Text block.
════════════════════

Hi Alex,
[resend]
some updates on the patch,
unfortunately, it is still reproduceable after the patch is
applied in 3.2.0-30.48 of the precise tree
git://kernel.ubuntu.com/ubuntu/ubuntu-precise.git
we also found the patch was already included in
Ubuntu-3.5.0-15.22, from the quantal tree on the following url
git://kernel.ubuntu.com/ubuntu/ubuntu-quantal.git
this had the same issues.
Best Regards.
Chris
On Tue, Sep 25, 2012 at 2:09 PM, Christian Huang <[email protected]> wrote:
> Hi Alex,
>
> some additional info on the verification we did on 3.6-rc7
> we used Ubuntu 12.10 as base OS
>
> 1. setup a 2 OSD cluster
> 2. setup a rbd test client
> 3. setup a netconsole monitoring node
>
> on one of the OSD nodes
> a. setup a cronjob to shutdown network every 4 minutes and restart
> it 1 minute later.
>
> on the test client
> a. setup netconsole to redirect log to monitoring node
> b. run the following commands in loop, continuosly
> fio --iodepth=32 --numjobs=8 --runtime=120 --ioengine=libaio
> --group_reporting --direct=1 --eta=always --name=job --bs=65536
> --rw=100 --filename=/dev/rbd0
> fio --iodepth=32 --numjobs=8 --runtime=120 --ioengine=libaio
> --group_reporting --direct=1 --eta=always --name=job --bs=65536 --rw=0
> --filename=/dev/rbd0
>
> we have run this for around 5 hours, 53 iterations, with no panics.

════════════════════

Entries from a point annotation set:
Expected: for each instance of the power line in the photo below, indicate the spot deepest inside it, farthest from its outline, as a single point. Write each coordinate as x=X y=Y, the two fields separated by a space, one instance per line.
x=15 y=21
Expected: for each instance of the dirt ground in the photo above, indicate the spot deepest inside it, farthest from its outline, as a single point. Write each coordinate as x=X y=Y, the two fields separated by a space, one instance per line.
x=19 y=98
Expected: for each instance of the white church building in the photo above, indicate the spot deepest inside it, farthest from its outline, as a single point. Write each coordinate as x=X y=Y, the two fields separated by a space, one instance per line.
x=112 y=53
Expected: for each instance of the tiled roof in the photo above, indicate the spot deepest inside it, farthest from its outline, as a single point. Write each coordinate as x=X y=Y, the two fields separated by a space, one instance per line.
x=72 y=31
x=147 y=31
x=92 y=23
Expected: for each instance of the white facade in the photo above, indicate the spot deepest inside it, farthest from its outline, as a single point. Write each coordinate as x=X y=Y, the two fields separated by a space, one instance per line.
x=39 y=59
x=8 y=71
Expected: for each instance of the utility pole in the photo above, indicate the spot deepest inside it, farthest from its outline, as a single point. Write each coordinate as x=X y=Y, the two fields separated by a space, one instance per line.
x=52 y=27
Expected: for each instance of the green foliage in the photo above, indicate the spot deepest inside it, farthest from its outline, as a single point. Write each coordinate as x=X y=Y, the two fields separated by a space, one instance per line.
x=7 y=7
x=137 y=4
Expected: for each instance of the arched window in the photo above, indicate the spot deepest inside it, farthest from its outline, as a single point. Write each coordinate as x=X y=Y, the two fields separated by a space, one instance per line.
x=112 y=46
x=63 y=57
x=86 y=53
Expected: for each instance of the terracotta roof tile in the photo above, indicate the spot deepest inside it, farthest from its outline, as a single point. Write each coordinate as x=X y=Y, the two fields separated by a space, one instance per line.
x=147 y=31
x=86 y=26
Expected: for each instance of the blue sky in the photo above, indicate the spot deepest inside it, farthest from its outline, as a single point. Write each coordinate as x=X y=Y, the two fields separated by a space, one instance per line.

════════════════════

Exercise aim. Write the next part of the mailing-list message about testing the rbd patch, picking up after its final line.

Result for this exercise.
>
> crontab entry
> * * * * * root /path/to/cronjob
> === cron job ===
> #!/bin/bash
>
> if [ $[`date +%M` % 4] == 0 ]
> then
> echo 'network stop'
> ifconfig eth0 down
> else
> echo 'network start'
> ifconfig eth0 up
> fi
> === cron job ===
>
> === fio installation ===
> apt-get install -y libaio*
> git clone git://git.kernel.dk/fio.git
> cd fio
> git checkout fio-2.0.3
> make
> sudo make install
>
> On Tue, Sep 25, 2012 at 12:33 PM, Christian Huang <[email protected]> wrote:
>> Hi Alex,
>> is this issue what you are referring to?
>> http://tracker.newdream.net/issues/2260
>>
>> we will give the patch a try and see if resolves the issue.
>>
>> Best Regards.
>> Chris.
>>
>> On Tue, Sep 25, 2012 at 11:38 AM, Alex Elder <[email protected]> wrote:
>>> On 09/24/2012 08:25 PM, Christian Huang wrote:
>>>> Hi Alex,
>>>> we have used several kernel versions, some built from source,
>>>> some stock kernel, from ubuntu repository.
>>>>
>>>> for the version you are referring to, we used a stock kernel from
>>>> ubuntu repository.
>>>>
>>>> for building from source, we follow instructions from this page
>>>> http://blog.avirtualhome.com/compile-linux-kernel-3-2-for-ubuntu-11-10/
>>>> and use the following tag from precise git repo.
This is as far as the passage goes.